» **SHORT PROBLEM**:
Set down the material below verbatim, omitting the pictures.

» **PROVIDED DATA**:

# # #

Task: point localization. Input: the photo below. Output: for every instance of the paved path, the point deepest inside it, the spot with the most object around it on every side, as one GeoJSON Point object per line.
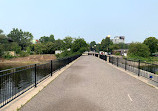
{"type": "Point", "coordinates": [90, 84]}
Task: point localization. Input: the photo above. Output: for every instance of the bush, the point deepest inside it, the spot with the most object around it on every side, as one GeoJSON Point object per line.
{"type": "Point", "coordinates": [23, 54]}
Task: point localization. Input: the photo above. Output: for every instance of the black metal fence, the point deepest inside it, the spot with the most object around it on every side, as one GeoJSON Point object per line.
{"type": "Point", "coordinates": [16, 81]}
{"type": "Point", "coordinates": [104, 57]}
{"type": "Point", "coordinates": [138, 67]}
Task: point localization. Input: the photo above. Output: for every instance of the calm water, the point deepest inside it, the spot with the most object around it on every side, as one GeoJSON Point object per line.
{"type": "Point", "coordinates": [16, 81]}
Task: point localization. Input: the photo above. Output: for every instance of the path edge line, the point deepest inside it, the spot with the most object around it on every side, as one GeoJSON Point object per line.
{"type": "Point", "coordinates": [17, 103]}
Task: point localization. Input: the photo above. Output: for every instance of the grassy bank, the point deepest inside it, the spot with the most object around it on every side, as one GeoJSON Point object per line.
{"type": "Point", "coordinates": [149, 59]}
{"type": "Point", "coordinates": [22, 61]}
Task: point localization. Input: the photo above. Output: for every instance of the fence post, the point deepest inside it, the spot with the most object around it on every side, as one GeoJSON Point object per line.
{"type": "Point", "coordinates": [125, 63]}
{"type": "Point", "coordinates": [117, 61]}
{"type": "Point", "coordinates": [51, 67]}
{"type": "Point", "coordinates": [139, 68]}
{"type": "Point", "coordinates": [35, 75]}
{"type": "Point", "coordinates": [112, 59]}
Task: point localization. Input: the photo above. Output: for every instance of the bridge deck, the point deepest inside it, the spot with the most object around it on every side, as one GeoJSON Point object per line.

# # #

» **FULL SOLUTION**:
Task: point localization. Input: the photo below. Output: for every instance of the paved path, the point deepest inside it, the spot with the most object around it on every side, as one GeoJSON Point object per line.
{"type": "Point", "coordinates": [90, 84]}
Task: point localization. Input: the photo above. Output: for every instance of the bush, the point deepest inside it, the spot with the most object around it on every side, as one GeoJSON Point object per line.
{"type": "Point", "coordinates": [23, 54]}
Task: point localization. Input: the photo above. Output: for every instance of the black metal fence, the point deepest inside it, the spot with the most object around it on every side, as one GeoJSON Point object per line.
{"type": "Point", "coordinates": [16, 81]}
{"type": "Point", "coordinates": [104, 57]}
{"type": "Point", "coordinates": [138, 67]}
Task: point localization. Input: the photo above. Output: for every instance of the calm water, the point deepest inside it, the spot with the most object around it on every side, as one GeoJSON Point object per line.
{"type": "Point", "coordinates": [16, 81]}
Task: point localization. Input: the photo above. Output: for every instance of the path edge line, the point deepest inside it, the spot with the most object around it on every side, as one GeoJSON Point object per line.
{"type": "Point", "coordinates": [17, 103]}
Task: point localization. Input: the photo above. Output: for every instance of the grassy bank, the point deepest inside it, the spot with the most object around it on every side, as one GeoJSON Point object per line.
{"type": "Point", "coordinates": [149, 59]}
{"type": "Point", "coordinates": [22, 61]}
Task: point localization. Input: the photo above. Output: for every instance of the fence post, the point deepest inside it, the spot with the most object around it on every side, as one GeoJSON Point object per line.
{"type": "Point", "coordinates": [125, 63]}
{"type": "Point", "coordinates": [117, 61]}
{"type": "Point", "coordinates": [51, 67]}
{"type": "Point", "coordinates": [139, 68]}
{"type": "Point", "coordinates": [35, 75]}
{"type": "Point", "coordinates": [112, 59]}
Task: point localization. Input: the photo above. Output: for every instance of the bridge deck, the point deepest inside it, the spot with the most object around it on every side, as one GeoJSON Point object per line.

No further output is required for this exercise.